EXERCÍCIOS PROPOSTOS:
a – Responda às perguntas a seguir com base no texto sobre a Legião Urbana.
(i) Quantos anos Renato Russo completaria em 27 de março?
(ii) Com qual grupo foi dividido o disco ao vivo excluído da classificação?
(iii) De qual artista é a canção "Last Time I Saw Richard"?
b – Transcreva fielmente o trecho do texto sobre a Legião Urbana que vai de "Há entrevistas com" até "seus álbuns lançados.".
c – Prossiga com o texto sobre a discografia da Legião Urbana a partir do ponto em que ele termina.

TEXTO PARA LEITURA:

---+---

Rankeando Legião Urbana
Ontem, dia 27 de março, Renato Russo completaria 60 anos. Sempre tenho em mente como seria o velho Manfredini em tempos de burrismo, coronavírus e a tão propalada polarização política. Sempre acho que ele não se transformaria num reacionário, como fizeram alguns de seus contemporâneos de anos 1980. Assim como Cazuza, Russo tinha um espírito livre, mas sensível às diferenças da vida e entre as pessoas. Suas letras não raro versavam sobre elas, usando de poesia fina e destemida para criticar os abismos cotidianos, de classe, econômicos e humanos presentes na nossa realidade.
Há entrevistas com Russo atacando fascistas. Suas performances ao vivo eram pequenos espetáculos rock’n’roll, em que ele transformava canções, inseria trechos incidentais e modificava sensos e sentidos. Aproveitando este sexagenário, descartando coletâneas, um tributo sinfônico e um disco ao vivo, dividido com os Paralamas do Sucesso, lançado postumamente, aqui vai a discografia da Legião Urbana, classificada do menos interessante para o mais sensacional de seus álbuns lançados.
Vamos lá.
– Acústico MTV – 1999 – Apesar de ser um item de valor entre os fãs do grupo, eu considero esta performance chata e mal executada. Sei bem que a Legião nunca primou pelo preciosismo musical, o que até era um de seus charmes de banda, mas, talvez o repertório e a pouca habilidade de Dado Villa-Lobos em segurar a onda, além de Marcelo Bonfá não ser um bom percussionista, tornam este álbum cansativo. Exceção para “Teatro dos Vampiros” e a bela versão de “Last Time I Saw Richard”, de Joni Mitchell.

---+---

Entradas salvas:
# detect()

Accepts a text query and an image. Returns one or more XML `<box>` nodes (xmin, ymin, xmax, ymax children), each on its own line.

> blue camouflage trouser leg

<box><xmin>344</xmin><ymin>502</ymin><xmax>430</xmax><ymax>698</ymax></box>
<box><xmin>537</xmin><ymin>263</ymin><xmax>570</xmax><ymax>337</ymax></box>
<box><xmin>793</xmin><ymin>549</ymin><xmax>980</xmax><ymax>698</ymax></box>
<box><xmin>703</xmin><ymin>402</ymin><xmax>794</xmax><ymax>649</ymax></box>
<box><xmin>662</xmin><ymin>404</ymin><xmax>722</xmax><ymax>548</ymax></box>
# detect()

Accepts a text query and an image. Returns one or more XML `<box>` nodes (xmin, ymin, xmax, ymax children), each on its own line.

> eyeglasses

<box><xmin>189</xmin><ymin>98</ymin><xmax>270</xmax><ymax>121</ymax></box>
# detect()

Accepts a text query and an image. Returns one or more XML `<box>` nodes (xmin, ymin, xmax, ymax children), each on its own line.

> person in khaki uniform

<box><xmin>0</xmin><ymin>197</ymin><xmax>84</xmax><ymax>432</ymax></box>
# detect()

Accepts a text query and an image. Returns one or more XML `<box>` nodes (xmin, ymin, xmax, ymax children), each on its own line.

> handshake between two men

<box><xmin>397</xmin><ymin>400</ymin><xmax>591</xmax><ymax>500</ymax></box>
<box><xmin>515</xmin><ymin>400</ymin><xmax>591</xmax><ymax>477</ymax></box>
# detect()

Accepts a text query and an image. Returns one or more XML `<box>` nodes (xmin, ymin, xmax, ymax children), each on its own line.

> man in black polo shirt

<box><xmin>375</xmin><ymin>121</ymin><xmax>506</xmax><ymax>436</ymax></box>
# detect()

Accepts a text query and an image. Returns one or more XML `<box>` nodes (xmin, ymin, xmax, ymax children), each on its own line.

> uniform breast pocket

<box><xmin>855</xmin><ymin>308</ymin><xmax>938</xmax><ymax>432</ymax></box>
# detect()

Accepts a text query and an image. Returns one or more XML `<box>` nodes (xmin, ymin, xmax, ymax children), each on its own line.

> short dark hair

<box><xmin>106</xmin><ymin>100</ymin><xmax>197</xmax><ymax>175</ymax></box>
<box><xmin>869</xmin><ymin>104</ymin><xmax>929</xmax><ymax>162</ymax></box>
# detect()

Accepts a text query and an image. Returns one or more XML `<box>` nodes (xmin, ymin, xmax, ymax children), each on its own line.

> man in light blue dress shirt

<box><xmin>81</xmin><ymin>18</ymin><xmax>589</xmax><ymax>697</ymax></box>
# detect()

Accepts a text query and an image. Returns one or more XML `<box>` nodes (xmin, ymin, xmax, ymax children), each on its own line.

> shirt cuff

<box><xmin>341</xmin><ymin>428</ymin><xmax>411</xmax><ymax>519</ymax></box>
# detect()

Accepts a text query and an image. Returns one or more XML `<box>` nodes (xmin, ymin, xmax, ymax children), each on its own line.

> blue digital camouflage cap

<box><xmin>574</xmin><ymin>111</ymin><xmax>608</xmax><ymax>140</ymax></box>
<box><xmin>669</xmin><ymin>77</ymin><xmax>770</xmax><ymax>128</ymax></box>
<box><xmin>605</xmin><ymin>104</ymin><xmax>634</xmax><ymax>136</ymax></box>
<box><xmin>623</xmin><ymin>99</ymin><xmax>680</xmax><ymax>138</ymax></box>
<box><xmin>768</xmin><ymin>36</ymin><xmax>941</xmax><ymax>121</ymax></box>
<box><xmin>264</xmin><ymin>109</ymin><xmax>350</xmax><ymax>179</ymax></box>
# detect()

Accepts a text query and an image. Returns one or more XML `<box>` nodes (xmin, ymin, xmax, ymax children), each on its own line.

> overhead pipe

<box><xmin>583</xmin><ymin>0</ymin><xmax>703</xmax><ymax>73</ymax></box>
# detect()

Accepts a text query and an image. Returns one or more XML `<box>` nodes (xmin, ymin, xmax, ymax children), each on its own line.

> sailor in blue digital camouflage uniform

---+---

RESPOSTAS DOS EXERCÍCIOS:
a –
(i) 60 anos.
(ii) Com os Paralamas do Sucesso.
(iii) De Joni Mitchell.

b –
Há entrevistas com Russo atacando fascistas. Suas performances ao vivo eram pequenos espetáculos rock’n’roll, em que ele transformava canções, inseria trechos incidentais e modificava sensos e sentidos. Aproveitando este sexagenário, descartando coletâneas, um tributo sinfônico e um disco ao vivo, dividido com os Paralamas do Sucesso, lançado postumamente, aqui vai a discografia da Legião Urbana, classificada do menos interessante para o mais sensacional de seus álbuns lançados.

c –
– Música Para Acampamentos – 1992 – O disco duplo de sobras, gravações ao vivo e faixas raras, que saiu entre “V” e “O Descobrimento do Brasil”, tempo em que Renato atravessou uma de suas fases mais difíceis em termos emocionais. O disco perdeu um pouco do sentido com o passar do tempo e os discos ao vivo que foram lançados, que fornecem a maioria das faixas inseridas aqui. Grande exceção para para uma favorita pessoal, “A Canção do Senhor da Guerra”, que surge no arranjo original, incluído no especial “A Era dos Halley”, exibido pela Globo por conta da passagem do Cometa de Halley, em 1985. Gosto deste arranjo lo-fi, com Renato tocando tudo e emulando “Dixieland”, o hino confederado americano, no tecladinho.
– As Quatro Estações Ao Vivo – 2004 – Registro ao vivo do fim dos anos 1980, mostrando talvez o encerramento do primeiro ciclo da Legião, em que a banda era um pouco mais visceral e punk no palco. O repertório é menos commplexo e o grupo manda bem em várias performances interessantes, com destaque para “Soldados”, “Maurício”, “Daniel na Cova dos Leões”, três quase-hinos gay que Renato quase se entrega de corpo e alma, mostrando todo seu talento como intérprete de suas próprias criações. O som não é dos melhores, o que contribui para o disco não ser melhor que o outro registro ao vivo do grupo, gravado durante a última turnê da Legião, de 1994.
– Como É Que Se Diz Eu Te Amo – 2001 – Lançado em dois CDs simples/1 CD duplo, este é o melhor registro ao vivo da Legião. Gravado no Rio, o show é uma ótima coletânea de sucessos imortais e mostra, mais uma vez, a presença de Russo diante do público. Há momentos especialmente sensacionais, mas a passagem da bela “Vamos Fazer Um Filme” para “Que País É Esse?” é antológica, com Renato falando da violência do país, da falta de amor, da pouca preocupação com o próximo e emulando trechos de “Cajuína” (Caetano Veloso” e “Pintinho Amarelinho”, do apresentador Gugu Liberato, como forma de mostrar contrastes e abismos do país. Além disso, belas versões de “Há Tempos”, “Ainda É Cedo”, “Perfeição”, “Andrea Dória” e muito mais.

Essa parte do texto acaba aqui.